MPs back carbon tax hike to fight climate change

There was broad agreement on raising the carbon tax, among the 18 MPs who spoke on the topic in Parliament on Feb 1, 2021.
There was broad agreement on raising the carbon tax, among the 18 MPs who spoke on the topic in Parliament on Feb 1, 2021.PHOTO: ST FILE

SINGAPORE - The carbon tax is one of the most important policy tools Singapore has to combat climate change, and raising it is the right approach, MPs said in Parliament on Monday (Feb 1).

There was broad agreement on this among the 18 MPs who spoke during the debate on a motion calling for bolder climate action in Singapore, with many calling for its scheduled 2023 review to be brought forward.

In his opening speech on the motion, Mr Louis Ng (Nee Soon GRC) also said the Republic's current target of setting the tax at $10 to $15 per tonne by 2030, up from $5 today, is far too low.

"Some feel that it simply will not work as a way to slash emissions. The International Monetary Fund, which has one of the most conservative models out there, says our rate needs to be no lower than S$99 in 2030 to keep climate change at safe levels."

*Things to do*.
#1 Write out everything in the carbon tax article from "MPs back carbon" down to "be brought forward.", keeping every word and mark unchanged.
#2 Carry the article on the carbon tax debate further, starting right after its last sentence.
The listing has no connection to the article on the carbon tax.

*Provided records*.

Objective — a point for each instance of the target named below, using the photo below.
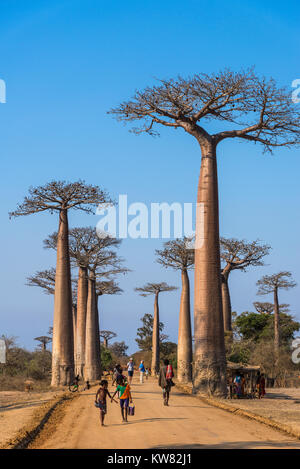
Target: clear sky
(65, 64)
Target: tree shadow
(23, 405)
(233, 445)
(153, 419)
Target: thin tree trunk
(92, 366)
(184, 351)
(155, 337)
(63, 342)
(82, 294)
(97, 333)
(226, 303)
(74, 316)
(209, 374)
(276, 324)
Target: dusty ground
(16, 410)
(281, 405)
(186, 423)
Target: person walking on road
(123, 389)
(130, 369)
(165, 380)
(142, 371)
(101, 395)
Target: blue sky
(65, 64)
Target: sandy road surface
(186, 423)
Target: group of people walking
(123, 388)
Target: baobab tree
(104, 263)
(44, 340)
(237, 255)
(257, 111)
(84, 243)
(155, 289)
(60, 197)
(46, 280)
(107, 336)
(263, 307)
(271, 284)
(178, 255)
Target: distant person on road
(262, 385)
(238, 384)
(101, 395)
(142, 371)
(130, 369)
(123, 389)
(117, 373)
(165, 380)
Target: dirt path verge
(31, 430)
(229, 406)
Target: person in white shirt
(130, 369)
(142, 371)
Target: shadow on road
(234, 445)
(146, 420)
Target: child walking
(101, 395)
(123, 389)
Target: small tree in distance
(155, 289)
(107, 336)
(179, 255)
(44, 340)
(119, 348)
(237, 255)
(271, 284)
(145, 333)
(263, 307)
(60, 197)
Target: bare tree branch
(177, 254)
(261, 111)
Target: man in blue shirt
(142, 371)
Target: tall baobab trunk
(276, 324)
(74, 317)
(184, 351)
(92, 366)
(82, 295)
(97, 332)
(226, 303)
(209, 374)
(63, 343)
(155, 337)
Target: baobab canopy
(258, 109)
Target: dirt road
(186, 423)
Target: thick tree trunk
(74, 316)
(184, 351)
(209, 374)
(92, 368)
(97, 333)
(63, 342)
(82, 294)
(155, 338)
(276, 324)
(226, 303)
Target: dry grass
(16, 383)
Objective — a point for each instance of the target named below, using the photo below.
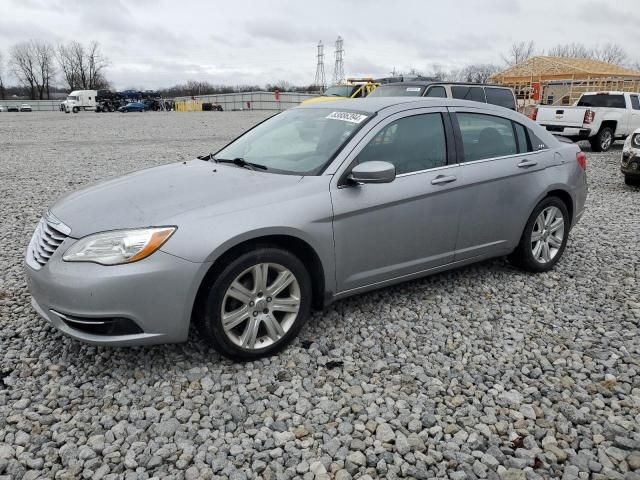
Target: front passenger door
(388, 231)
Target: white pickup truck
(600, 117)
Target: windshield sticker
(347, 117)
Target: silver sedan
(315, 204)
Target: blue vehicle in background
(132, 107)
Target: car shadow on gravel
(327, 327)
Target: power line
(320, 81)
(338, 69)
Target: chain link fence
(243, 101)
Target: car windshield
(298, 141)
(339, 91)
(397, 91)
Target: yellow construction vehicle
(352, 88)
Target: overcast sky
(156, 43)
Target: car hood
(157, 196)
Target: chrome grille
(45, 241)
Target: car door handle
(527, 163)
(442, 179)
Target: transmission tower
(321, 81)
(338, 69)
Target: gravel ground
(484, 372)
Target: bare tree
(24, 65)
(571, 50)
(82, 67)
(45, 67)
(519, 52)
(96, 63)
(478, 73)
(68, 66)
(32, 64)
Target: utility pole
(338, 69)
(320, 81)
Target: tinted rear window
(602, 100)
(397, 91)
(438, 91)
(502, 97)
(464, 92)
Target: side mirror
(373, 172)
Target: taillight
(589, 115)
(581, 158)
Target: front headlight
(118, 246)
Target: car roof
(424, 83)
(376, 104)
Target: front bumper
(630, 163)
(155, 294)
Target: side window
(486, 136)
(411, 143)
(464, 92)
(536, 143)
(521, 134)
(437, 91)
(502, 97)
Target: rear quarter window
(464, 92)
(602, 100)
(503, 97)
(437, 92)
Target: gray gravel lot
(484, 372)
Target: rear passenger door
(500, 179)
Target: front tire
(544, 238)
(603, 140)
(256, 304)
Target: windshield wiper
(240, 162)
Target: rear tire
(603, 140)
(251, 304)
(632, 181)
(544, 238)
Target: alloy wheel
(260, 306)
(547, 235)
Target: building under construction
(561, 81)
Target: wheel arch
(297, 246)
(566, 198)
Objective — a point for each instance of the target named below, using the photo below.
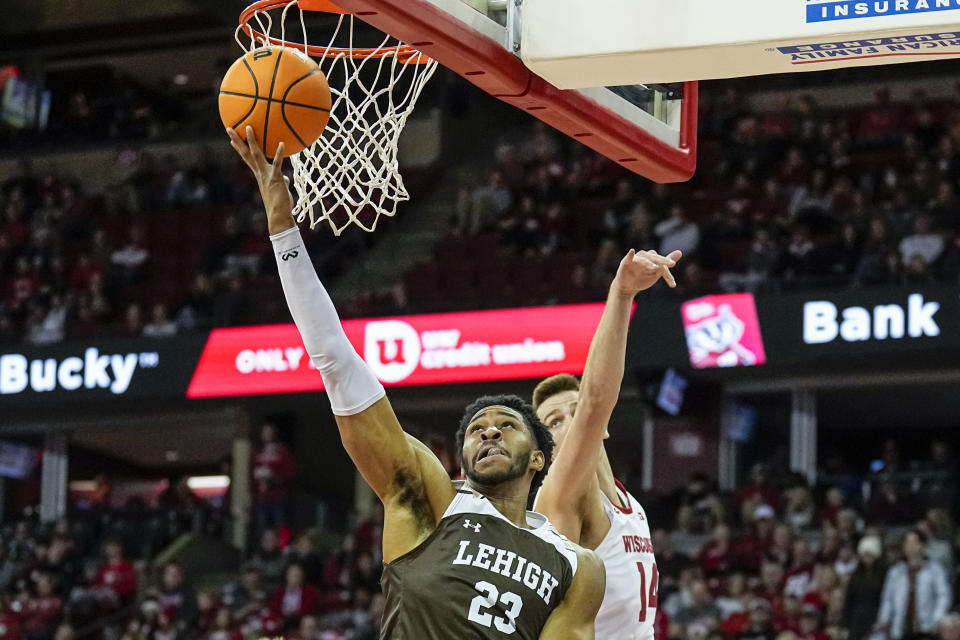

*Numbered responses*.
#1
MPs back carbon tax hike to fight climate change

There was broad agreement on raising the carbon tax, among the 18 MPs who spoke on the topic in Parliament on Feb 1, 2021.
There was broad agreement on raising the carbon tax, among the 18 MPs who spoke on the topic in Parliament on Feb 1, 2021.PHOTO: ST FILE

SINGAPORE - The carbon tax is one of the most important policy tools Singapore has to combat climate change, and raising it is the right approach, MPs said in Parliament on Monday (Feb 1).

There was broad agreement on this among the 18 MPs who spoke during the debate on a motion calling for bolder climate action in Singapore, with many calling for its scheduled 2023 review to be brought forward.

#2
Ms Poh Li San (Sembawang GRC) said the Government will have to take the lead in green efforts, such as by reviewing incentives and tax systems to encourage the private sector to play its part.

One such incentive could be a circular financing scheme, where carbon taxes collected from the building industry are then awarded as grants to developers to offset the higher costs for green buildings, she said.

Mr Louis Chua (Sengkang GRC) of the Workers' Party agreed with Mr Ng that the carbon tax needs to be raised, but said this should be complemented by financial assistance schemes to cushion the impact on lower-income households.

His fellow Sengkang GRC MP Jamus Lim noted that carbon taxes are easier to monitor compared to alternative systems such as cap-and-trade, which sets a fixed limit on emissions and allows firms that exceed their caps to buy the share allocated to less polluting firms.

Associate Professor Lim said the exact price of the carbon tax is up for debate and should be deliberated by a panel of experts, including representatives from business, environmental civil society groups, policymakers and academics.

As a starting point, Singapore's figure could be between $58 - "the midpoint among industrialised economies" - and $133, the average cost of carbon capture and sequestration activities, he said.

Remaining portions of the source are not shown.